DATA SUPPLIED below:

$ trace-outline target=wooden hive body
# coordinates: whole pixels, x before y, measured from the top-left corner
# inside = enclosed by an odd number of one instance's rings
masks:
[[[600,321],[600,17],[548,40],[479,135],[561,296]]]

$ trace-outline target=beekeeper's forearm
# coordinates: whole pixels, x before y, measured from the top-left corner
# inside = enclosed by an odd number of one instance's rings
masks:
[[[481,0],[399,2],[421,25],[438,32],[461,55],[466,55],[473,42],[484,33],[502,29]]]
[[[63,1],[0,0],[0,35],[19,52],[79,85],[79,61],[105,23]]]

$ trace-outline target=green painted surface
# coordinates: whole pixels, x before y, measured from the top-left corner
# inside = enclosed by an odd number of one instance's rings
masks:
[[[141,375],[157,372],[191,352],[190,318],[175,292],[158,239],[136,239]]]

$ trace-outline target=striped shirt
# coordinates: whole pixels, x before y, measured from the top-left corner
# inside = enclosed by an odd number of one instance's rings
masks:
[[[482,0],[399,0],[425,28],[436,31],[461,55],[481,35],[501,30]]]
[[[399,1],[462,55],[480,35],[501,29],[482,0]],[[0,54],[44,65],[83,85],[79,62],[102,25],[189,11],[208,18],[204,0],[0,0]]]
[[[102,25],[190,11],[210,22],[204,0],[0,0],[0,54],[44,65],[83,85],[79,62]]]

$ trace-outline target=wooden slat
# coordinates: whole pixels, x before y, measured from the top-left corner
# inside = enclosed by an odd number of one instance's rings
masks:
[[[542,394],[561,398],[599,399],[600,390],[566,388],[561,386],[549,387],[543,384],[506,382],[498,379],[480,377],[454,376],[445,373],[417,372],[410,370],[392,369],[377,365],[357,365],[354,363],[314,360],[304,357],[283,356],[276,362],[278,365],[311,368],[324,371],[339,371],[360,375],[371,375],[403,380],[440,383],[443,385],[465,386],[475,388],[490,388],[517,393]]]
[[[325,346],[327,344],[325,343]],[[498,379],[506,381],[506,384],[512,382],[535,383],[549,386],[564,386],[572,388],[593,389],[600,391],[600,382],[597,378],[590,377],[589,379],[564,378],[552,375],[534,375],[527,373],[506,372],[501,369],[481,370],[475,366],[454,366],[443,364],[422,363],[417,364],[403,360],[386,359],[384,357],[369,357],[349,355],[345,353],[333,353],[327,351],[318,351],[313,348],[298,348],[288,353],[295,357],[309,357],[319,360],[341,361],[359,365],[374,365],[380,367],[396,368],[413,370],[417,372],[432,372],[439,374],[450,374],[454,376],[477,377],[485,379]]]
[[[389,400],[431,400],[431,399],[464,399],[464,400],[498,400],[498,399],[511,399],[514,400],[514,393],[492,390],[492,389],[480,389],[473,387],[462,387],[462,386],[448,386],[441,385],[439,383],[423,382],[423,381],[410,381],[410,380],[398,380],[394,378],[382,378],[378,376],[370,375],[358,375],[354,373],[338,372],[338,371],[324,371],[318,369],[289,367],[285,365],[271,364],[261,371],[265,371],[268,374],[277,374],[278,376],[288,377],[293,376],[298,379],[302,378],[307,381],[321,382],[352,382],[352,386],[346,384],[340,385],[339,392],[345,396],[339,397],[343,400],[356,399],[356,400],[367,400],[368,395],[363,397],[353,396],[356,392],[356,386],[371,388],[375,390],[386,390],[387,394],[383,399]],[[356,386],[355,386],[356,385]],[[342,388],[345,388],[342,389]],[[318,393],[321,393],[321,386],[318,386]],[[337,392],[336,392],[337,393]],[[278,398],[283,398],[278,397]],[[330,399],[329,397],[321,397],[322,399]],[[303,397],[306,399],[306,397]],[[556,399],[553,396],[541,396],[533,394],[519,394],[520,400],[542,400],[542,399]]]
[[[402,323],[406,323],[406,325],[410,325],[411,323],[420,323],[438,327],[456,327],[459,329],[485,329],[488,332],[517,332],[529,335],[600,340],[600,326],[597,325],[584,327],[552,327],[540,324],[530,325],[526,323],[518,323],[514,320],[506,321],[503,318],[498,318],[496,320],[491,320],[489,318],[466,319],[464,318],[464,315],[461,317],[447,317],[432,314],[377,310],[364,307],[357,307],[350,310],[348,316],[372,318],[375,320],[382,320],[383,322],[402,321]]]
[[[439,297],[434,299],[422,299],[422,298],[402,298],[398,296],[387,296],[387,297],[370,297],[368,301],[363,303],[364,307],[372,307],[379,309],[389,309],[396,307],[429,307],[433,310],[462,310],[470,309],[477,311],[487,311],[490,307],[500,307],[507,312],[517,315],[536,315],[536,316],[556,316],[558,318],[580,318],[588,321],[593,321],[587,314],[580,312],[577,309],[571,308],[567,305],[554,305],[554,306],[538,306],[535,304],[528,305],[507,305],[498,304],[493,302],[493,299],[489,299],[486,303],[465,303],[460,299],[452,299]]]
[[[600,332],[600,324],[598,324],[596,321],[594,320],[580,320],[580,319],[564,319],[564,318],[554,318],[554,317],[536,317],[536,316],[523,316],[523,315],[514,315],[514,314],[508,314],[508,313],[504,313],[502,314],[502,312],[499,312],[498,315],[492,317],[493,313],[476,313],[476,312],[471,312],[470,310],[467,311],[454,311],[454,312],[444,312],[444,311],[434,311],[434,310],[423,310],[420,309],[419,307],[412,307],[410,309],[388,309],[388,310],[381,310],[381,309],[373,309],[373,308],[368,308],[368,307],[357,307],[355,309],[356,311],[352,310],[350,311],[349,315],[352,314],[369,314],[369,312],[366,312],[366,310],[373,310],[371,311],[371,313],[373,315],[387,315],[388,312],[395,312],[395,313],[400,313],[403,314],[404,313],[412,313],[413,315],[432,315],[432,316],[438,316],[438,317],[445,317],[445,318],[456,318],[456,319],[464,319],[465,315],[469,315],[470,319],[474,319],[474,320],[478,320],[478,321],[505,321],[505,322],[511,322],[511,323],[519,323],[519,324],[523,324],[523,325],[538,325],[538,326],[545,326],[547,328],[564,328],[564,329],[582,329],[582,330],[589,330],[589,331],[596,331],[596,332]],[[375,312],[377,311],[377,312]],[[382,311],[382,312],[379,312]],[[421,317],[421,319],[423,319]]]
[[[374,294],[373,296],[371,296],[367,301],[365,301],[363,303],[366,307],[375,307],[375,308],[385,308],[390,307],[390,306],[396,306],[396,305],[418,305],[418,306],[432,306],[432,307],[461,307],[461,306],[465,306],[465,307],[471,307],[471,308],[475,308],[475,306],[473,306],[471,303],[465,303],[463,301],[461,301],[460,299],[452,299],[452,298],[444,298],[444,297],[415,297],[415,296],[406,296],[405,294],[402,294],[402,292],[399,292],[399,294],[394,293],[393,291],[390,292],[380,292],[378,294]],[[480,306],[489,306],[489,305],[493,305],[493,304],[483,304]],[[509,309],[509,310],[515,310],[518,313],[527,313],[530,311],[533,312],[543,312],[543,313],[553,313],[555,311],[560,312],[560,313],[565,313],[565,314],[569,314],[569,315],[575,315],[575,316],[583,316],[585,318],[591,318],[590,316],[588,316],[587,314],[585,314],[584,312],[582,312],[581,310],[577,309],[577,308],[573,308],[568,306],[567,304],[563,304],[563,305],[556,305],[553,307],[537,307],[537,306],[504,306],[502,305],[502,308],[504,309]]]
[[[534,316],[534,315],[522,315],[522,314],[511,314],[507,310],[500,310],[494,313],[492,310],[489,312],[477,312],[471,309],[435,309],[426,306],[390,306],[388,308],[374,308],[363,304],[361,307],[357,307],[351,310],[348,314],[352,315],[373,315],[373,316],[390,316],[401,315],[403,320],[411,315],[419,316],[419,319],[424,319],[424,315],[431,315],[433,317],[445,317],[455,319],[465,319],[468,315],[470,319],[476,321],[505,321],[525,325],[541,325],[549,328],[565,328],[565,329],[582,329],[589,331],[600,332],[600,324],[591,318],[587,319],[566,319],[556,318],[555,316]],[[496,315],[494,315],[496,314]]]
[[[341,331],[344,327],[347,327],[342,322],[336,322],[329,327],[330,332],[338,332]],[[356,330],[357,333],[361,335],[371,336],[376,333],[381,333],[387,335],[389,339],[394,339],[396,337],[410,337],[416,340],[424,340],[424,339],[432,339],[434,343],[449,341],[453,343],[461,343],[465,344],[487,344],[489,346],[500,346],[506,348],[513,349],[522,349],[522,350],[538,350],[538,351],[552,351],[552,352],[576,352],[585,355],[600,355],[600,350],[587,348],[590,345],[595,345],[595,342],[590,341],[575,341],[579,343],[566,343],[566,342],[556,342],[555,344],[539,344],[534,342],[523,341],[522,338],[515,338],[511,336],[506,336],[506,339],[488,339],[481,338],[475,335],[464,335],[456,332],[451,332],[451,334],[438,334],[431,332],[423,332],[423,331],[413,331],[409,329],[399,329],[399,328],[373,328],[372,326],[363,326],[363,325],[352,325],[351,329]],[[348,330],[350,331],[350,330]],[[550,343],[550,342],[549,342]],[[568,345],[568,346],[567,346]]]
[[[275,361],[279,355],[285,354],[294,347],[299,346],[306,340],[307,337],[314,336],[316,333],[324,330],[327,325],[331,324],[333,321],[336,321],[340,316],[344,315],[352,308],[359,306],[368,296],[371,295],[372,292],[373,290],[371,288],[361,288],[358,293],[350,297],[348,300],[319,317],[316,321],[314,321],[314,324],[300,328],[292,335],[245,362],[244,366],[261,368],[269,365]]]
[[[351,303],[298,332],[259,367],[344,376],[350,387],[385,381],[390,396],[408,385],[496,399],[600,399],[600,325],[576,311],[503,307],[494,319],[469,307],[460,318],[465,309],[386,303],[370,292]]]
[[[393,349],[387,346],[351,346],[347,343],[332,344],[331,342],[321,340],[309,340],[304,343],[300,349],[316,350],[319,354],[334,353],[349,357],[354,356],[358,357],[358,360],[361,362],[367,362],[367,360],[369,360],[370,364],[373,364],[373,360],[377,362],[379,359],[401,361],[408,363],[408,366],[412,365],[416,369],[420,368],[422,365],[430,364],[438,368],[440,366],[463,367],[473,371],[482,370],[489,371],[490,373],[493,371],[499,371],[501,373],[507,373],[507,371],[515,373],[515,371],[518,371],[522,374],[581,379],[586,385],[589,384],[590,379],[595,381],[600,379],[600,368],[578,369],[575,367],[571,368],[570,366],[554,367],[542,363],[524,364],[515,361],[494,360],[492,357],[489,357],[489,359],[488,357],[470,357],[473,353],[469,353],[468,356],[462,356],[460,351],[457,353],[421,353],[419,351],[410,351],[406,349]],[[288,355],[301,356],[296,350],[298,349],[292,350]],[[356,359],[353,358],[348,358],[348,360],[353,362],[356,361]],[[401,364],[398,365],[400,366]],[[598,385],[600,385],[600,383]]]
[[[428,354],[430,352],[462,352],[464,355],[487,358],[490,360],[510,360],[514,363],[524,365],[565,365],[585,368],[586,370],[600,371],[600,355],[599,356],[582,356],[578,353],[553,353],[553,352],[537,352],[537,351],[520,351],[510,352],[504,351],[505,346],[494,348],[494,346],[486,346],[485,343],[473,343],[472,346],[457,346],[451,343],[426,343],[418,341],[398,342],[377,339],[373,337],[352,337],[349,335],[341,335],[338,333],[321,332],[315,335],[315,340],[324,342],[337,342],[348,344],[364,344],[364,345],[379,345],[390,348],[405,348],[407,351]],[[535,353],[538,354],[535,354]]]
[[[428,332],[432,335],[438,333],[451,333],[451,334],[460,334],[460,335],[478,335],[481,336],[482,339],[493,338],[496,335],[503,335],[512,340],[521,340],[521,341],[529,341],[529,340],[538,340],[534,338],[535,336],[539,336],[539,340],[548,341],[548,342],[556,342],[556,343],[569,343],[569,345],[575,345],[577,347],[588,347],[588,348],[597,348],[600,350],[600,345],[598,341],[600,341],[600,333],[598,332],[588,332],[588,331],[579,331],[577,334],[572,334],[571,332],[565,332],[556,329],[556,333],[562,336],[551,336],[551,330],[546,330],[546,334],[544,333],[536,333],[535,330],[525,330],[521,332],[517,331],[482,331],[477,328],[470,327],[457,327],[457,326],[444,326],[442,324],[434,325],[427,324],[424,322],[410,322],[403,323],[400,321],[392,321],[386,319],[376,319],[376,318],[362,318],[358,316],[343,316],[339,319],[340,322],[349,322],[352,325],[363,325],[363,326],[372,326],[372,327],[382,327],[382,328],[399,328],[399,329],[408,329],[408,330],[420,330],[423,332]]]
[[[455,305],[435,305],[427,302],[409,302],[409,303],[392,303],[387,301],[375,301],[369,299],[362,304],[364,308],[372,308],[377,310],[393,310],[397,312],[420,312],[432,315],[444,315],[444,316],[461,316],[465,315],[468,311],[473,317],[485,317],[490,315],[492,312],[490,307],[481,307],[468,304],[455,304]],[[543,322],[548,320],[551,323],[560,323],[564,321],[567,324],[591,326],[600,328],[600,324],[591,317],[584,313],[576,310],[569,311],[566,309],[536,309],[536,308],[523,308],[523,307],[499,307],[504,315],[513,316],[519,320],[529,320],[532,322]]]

End of DATA SUPPLIED.

Say how many lines of these records hold the string "outline", giving the number and no other words.

## THE COMPLETED TASK
5